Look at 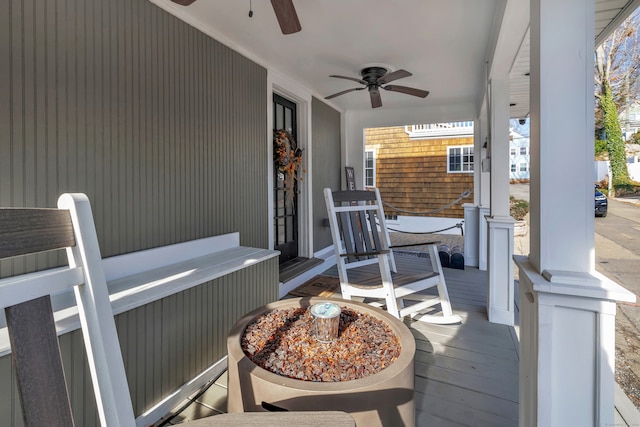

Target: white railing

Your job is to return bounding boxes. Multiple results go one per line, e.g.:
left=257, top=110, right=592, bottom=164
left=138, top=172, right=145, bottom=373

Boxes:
left=405, top=122, right=474, bottom=139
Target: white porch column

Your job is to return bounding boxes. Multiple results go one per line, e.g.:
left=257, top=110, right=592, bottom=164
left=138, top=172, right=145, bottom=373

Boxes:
left=517, top=0, right=635, bottom=425
left=463, top=204, right=479, bottom=267
left=486, top=74, right=515, bottom=325
left=476, top=107, right=491, bottom=271
left=463, top=117, right=485, bottom=268
left=477, top=206, right=489, bottom=271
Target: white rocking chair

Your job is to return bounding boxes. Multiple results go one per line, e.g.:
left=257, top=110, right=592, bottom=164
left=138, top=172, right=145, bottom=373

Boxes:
left=324, top=187, right=461, bottom=324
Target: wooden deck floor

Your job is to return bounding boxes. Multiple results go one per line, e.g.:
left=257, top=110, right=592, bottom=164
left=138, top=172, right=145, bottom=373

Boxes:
left=324, top=255, right=520, bottom=426
left=407, top=265, right=519, bottom=426
left=160, top=254, right=639, bottom=426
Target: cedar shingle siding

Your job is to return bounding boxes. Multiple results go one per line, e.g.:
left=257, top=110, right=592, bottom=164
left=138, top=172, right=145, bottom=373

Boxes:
left=365, top=127, right=474, bottom=219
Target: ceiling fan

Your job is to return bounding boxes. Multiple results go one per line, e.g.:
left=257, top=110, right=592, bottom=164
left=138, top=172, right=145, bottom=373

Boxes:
left=169, top=0, right=301, bottom=35
left=325, top=67, right=429, bottom=108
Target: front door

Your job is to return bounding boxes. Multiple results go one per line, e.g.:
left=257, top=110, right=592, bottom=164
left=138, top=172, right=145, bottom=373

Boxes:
left=273, top=94, right=298, bottom=264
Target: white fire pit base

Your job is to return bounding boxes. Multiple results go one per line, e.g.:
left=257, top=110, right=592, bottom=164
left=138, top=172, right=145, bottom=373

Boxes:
left=227, top=297, right=416, bottom=427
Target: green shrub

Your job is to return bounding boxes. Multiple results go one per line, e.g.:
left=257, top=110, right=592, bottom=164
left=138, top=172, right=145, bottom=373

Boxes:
left=595, top=139, right=608, bottom=158
left=510, top=196, right=529, bottom=221
left=614, top=182, right=640, bottom=197
left=596, top=179, right=609, bottom=196
left=629, top=131, right=640, bottom=145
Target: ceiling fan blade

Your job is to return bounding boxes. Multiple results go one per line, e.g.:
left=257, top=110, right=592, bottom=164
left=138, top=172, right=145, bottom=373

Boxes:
left=329, top=75, right=368, bottom=85
left=377, top=69, right=412, bottom=85
left=370, top=90, right=383, bottom=108
left=325, top=87, right=364, bottom=100
left=169, top=0, right=197, bottom=5
left=383, top=85, right=430, bottom=98
left=271, top=0, right=301, bottom=34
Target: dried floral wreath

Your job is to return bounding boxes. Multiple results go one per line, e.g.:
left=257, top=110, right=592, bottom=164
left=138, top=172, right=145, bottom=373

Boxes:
left=273, top=129, right=304, bottom=205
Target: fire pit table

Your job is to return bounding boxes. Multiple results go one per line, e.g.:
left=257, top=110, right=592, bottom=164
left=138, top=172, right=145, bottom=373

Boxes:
left=227, top=297, right=416, bottom=427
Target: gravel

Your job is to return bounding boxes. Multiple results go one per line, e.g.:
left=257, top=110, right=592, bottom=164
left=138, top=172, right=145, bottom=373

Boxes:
left=616, top=304, right=640, bottom=409
left=241, top=306, right=401, bottom=382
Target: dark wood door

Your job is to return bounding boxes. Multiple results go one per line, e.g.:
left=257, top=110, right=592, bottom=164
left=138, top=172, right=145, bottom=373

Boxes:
left=273, top=94, right=298, bottom=264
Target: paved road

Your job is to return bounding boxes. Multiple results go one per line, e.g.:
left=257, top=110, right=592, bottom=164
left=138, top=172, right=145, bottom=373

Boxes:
left=595, top=199, right=640, bottom=296
left=593, top=198, right=640, bottom=408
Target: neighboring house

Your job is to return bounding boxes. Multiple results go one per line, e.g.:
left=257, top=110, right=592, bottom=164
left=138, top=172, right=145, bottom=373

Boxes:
left=628, top=144, right=640, bottom=183
left=509, top=129, right=530, bottom=181
left=364, top=122, right=474, bottom=234
left=619, top=101, right=640, bottom=141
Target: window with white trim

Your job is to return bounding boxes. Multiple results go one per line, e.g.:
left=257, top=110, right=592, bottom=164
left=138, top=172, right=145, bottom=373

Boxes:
left=510, top=147, right=516, bottom=156
left=511, top=164, right=517, bottom=172
left=447, top=146, right=474, bottom=173
left=519, top=146, right=528, bottom=155
left=365, top=150, right=376, bottom=187
left=519, top=163, right=529, bottom=172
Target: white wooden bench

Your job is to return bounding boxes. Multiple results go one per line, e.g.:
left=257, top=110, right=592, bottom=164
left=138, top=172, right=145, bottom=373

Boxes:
left=1, top=231, right=279, bottom=355
left=55, top=232, right=278, bottom=338
left=0, top=193, right=355, bottom=427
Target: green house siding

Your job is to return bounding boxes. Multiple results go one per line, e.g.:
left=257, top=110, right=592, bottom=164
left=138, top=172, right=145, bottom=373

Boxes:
left=311, top=97, right=342, bottom=252
left=1, top=0, right=268, bottom=279
left=1, top=0, right=276, bottom=424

--------------------------------

Scan the entries above for the word "white", then copy every line in which it occurs.

EXERCISE SOLUTION:
Target: white railing
Target: white porch column
Target: white rocking chair
Target: white fire pit base
Target: window with white trim
Target: white wooden bench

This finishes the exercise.